** Opening Source records block **

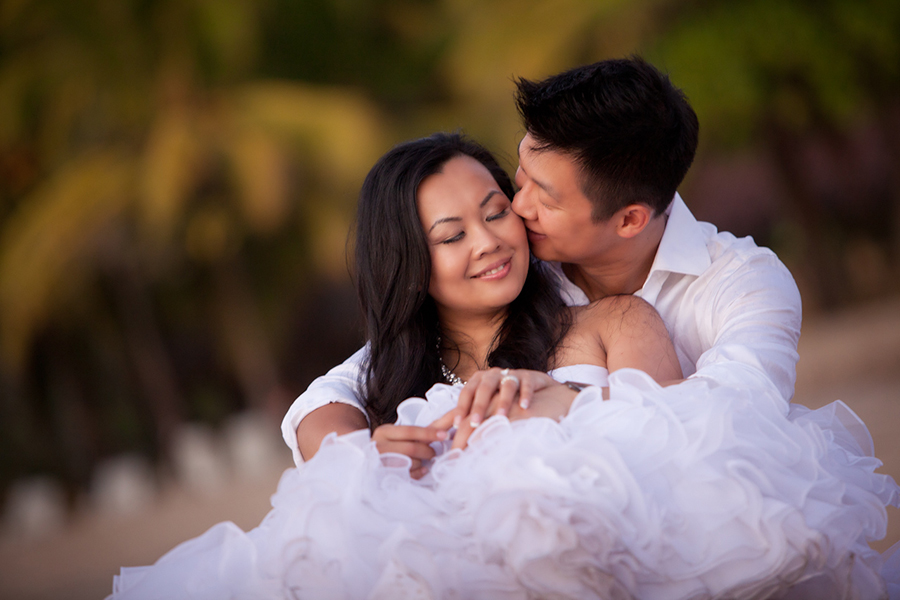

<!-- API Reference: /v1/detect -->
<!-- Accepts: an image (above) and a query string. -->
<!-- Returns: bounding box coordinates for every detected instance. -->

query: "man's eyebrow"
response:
[517,139,556,198]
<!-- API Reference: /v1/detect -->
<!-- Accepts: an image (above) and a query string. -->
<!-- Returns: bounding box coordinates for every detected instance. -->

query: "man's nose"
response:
[512,187,535,220]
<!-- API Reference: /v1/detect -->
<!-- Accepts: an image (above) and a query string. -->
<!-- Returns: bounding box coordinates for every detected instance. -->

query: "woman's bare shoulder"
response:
[578,294,660,327]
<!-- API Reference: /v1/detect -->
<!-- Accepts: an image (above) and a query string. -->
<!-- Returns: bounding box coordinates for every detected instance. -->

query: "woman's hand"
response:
[429,368,558,443]
[444,381,583,450]
[429,368,551,432]
[371,424,447,479]
[458,367,558,426]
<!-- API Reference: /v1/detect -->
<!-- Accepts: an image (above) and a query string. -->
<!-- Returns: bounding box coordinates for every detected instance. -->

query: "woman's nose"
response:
[473,226,502,257]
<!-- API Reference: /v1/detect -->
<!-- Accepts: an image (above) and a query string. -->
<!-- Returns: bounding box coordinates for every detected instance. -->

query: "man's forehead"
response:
[517,133,538,159]
[517,134,572,164]
[518,136,577,174]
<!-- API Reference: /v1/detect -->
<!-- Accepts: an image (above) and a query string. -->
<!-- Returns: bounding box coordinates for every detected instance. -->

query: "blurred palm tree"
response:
[0,0,386,483]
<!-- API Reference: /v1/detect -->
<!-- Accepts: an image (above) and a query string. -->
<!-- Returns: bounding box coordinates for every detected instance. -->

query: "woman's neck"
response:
[438,309,506,382]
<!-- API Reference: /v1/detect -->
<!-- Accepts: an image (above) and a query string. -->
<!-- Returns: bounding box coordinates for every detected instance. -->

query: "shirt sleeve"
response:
[280,345,370,466]
[689,252,802,401]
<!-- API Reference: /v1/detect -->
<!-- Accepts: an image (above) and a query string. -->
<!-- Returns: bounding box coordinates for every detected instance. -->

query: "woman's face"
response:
[417,154,529,321]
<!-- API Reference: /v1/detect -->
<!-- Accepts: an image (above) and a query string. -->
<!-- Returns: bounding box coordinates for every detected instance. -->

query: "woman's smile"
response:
[471,258,512,279]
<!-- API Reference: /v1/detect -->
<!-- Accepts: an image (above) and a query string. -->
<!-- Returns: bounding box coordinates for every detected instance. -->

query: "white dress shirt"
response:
[281,194,802,466]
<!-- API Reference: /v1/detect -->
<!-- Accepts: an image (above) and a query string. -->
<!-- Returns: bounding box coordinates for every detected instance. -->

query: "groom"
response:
[282,57,801,466]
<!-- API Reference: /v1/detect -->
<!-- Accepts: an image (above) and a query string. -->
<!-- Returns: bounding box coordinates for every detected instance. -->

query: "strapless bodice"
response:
[547,363,609,387]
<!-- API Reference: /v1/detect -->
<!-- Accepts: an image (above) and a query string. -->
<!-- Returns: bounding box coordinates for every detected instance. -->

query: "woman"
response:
[109,134,898,599]
[356,132,681,474]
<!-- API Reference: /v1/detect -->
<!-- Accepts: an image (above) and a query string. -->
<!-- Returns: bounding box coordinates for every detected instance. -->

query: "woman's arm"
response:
[592,294,683,382]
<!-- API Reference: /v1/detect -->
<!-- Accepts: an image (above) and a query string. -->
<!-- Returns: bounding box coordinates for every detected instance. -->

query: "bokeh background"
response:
[0,0,899,598]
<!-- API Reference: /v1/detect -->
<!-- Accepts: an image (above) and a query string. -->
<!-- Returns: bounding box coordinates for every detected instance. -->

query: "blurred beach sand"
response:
[1,297,899,600]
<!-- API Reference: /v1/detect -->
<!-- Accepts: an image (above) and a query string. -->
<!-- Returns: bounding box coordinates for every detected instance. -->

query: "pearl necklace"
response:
[437,337,466,385]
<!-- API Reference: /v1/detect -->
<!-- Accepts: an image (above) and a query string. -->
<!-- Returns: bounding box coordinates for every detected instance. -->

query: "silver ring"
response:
[500,374,519,386]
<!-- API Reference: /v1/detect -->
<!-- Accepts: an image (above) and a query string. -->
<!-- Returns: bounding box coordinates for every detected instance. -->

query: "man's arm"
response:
[283,346,448,469]
[691,252,802,400]
[281,346,369,466]
[296,403,369,461]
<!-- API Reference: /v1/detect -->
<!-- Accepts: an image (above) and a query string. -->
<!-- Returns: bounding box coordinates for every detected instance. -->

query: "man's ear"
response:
[615,204,654,239]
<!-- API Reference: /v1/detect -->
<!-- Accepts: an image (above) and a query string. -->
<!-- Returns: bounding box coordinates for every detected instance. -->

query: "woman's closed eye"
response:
[486,207,510,222]
[439,208,508,244]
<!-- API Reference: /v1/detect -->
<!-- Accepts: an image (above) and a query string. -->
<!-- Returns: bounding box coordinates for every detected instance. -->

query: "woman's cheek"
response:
[509,221,528,248]
[435,245,465,281]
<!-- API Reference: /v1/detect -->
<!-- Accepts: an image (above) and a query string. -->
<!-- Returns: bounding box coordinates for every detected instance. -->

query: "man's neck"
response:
[563,215,666,302]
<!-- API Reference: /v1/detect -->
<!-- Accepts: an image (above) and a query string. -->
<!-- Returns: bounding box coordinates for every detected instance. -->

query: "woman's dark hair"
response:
[515,56,699,221]
[356,132,570,428]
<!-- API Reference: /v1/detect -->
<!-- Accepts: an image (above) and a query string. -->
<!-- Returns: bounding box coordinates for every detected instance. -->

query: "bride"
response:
[108,133,899,599]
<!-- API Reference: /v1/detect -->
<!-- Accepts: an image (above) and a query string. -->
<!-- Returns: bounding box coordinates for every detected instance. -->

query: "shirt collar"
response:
[545,193,711,305]
[646,192,711,279]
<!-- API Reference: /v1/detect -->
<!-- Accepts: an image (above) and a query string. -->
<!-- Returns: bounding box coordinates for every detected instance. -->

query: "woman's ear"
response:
[615,204,654,239]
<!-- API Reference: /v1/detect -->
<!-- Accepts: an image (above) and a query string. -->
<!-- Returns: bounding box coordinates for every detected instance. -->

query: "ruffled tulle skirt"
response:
[109,370,900,599]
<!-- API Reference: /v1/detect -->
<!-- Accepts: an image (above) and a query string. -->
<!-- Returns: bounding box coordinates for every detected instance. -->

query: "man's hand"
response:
[431,368,559,432]
[371,424,447,479]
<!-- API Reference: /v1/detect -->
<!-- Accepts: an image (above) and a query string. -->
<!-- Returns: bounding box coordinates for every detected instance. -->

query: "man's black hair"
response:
[515,56,699,220]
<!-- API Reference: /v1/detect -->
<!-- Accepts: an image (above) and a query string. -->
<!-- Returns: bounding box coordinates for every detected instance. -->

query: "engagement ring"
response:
[500,374,519,386]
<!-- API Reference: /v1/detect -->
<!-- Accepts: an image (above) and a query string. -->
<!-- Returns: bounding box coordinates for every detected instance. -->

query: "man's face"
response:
[512,133,617,265]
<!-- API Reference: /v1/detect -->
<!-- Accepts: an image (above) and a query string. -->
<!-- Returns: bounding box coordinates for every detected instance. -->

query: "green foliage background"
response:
[0,0,898,495]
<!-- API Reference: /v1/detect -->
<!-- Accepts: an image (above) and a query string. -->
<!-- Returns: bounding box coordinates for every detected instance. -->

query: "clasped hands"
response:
[372,368,582,479]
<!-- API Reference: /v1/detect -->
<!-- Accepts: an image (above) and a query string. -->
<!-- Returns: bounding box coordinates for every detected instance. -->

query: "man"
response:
[282,57,801,468]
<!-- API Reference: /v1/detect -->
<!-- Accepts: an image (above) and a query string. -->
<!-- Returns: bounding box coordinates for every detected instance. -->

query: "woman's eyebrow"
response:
[480,190,499,207]
[428,216,461,233]
[428,191,502,232]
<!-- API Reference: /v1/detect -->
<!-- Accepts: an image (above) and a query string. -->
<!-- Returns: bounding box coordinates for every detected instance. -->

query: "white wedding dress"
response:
[109,366,900,599]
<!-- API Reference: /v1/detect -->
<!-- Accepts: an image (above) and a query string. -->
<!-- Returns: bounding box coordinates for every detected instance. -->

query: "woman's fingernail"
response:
[453,415,461,428]
[520,398,529,410]
[470,415,481,428]
[436,430,447,440]
[497,408,506,417]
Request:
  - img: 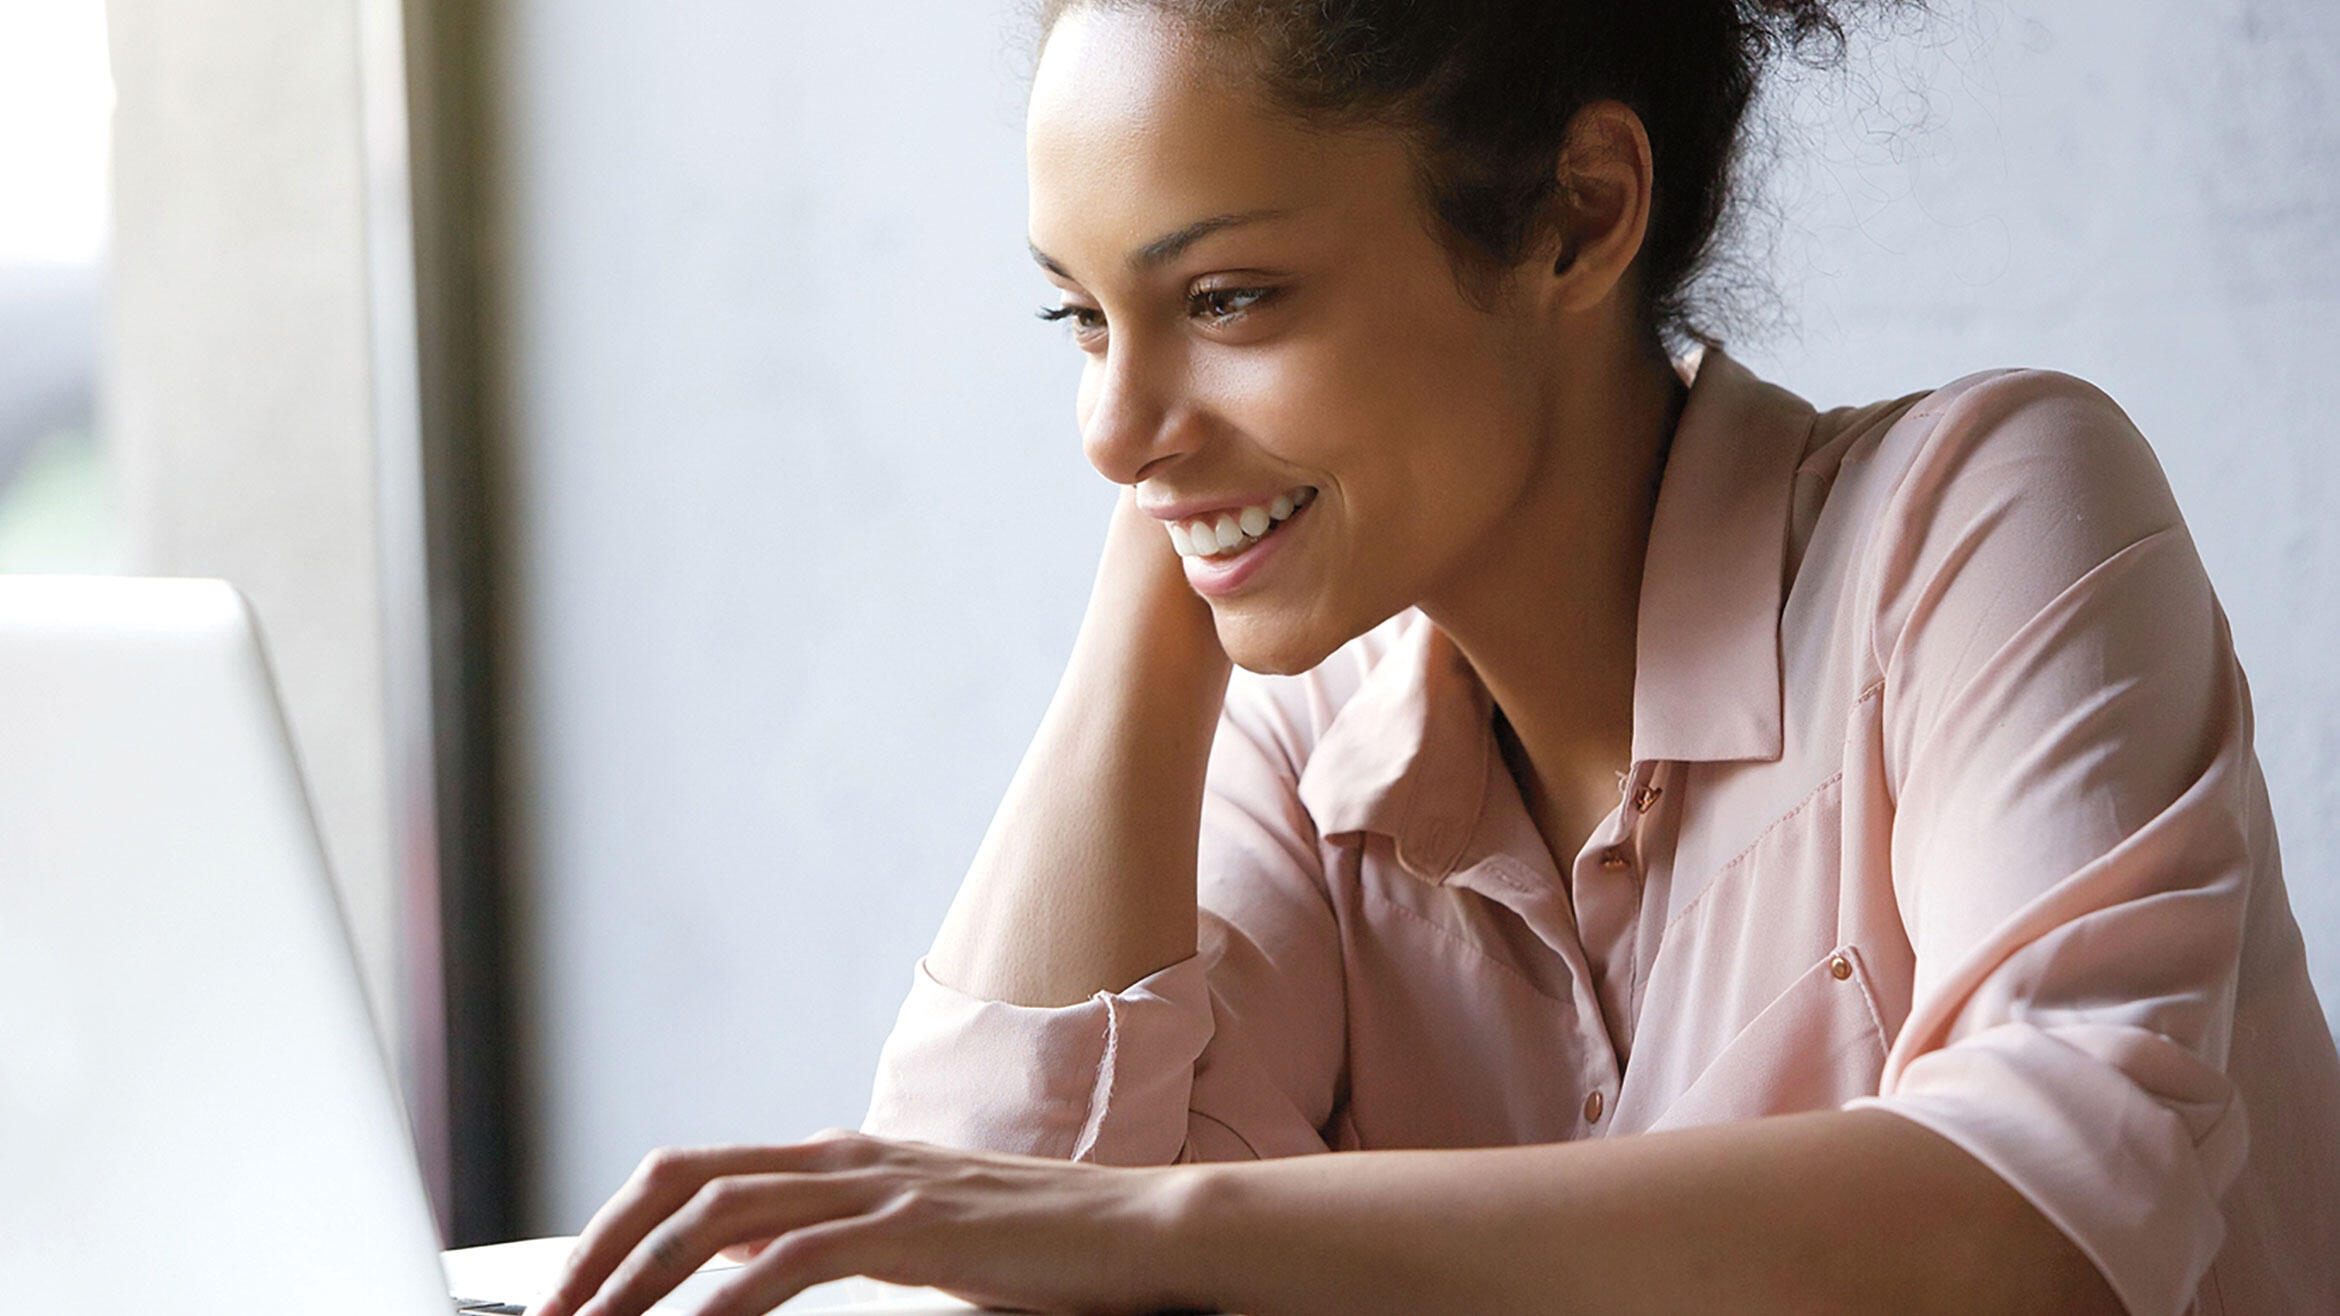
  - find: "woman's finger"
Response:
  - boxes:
[689,1212,901,1316]
[538,1143,838,1316]
[715,1237,778,1264]
[576,1170,894,1316]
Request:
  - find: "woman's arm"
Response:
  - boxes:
[525,1107,2119,1316]
[1168,1107,2120,1315]
[923,487,1229,1008]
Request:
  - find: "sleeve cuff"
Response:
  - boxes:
[1846,1021,2245,1316]
[860,952,1216,1166]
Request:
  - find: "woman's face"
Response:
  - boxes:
[1028,6,1566,674]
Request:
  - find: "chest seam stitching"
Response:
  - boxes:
[1662,769,1847,941]
[1358,876,1568,1004]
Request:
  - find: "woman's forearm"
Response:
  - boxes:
[1158,1108,2121,1315]
[923,492,1229,1008]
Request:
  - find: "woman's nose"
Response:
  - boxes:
[1079,346,1200,486]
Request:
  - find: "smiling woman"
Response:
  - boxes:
[534,2,2340,1314]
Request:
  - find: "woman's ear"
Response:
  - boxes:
[1551,210,1582,276]
[1544,101,1655,314]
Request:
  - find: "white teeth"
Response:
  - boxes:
[1165,486,1317,559]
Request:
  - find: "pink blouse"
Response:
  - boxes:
[862,351,2340,1314]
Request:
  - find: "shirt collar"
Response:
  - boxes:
[1629,347,1817,764]
[1294,348,1817,880]
[1296,614,1497,880]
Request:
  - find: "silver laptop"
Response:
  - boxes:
[0,577,976,1313]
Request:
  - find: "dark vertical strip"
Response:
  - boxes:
[399,0,524,1246]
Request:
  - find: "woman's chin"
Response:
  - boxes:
[1213,608,1347,678]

** Closing Source records block **

• **Exercise directions**
Pick out the lines above that hold the string "background" and show them.

• **Reply**
query: "bokeh background"
query: "green foliage background"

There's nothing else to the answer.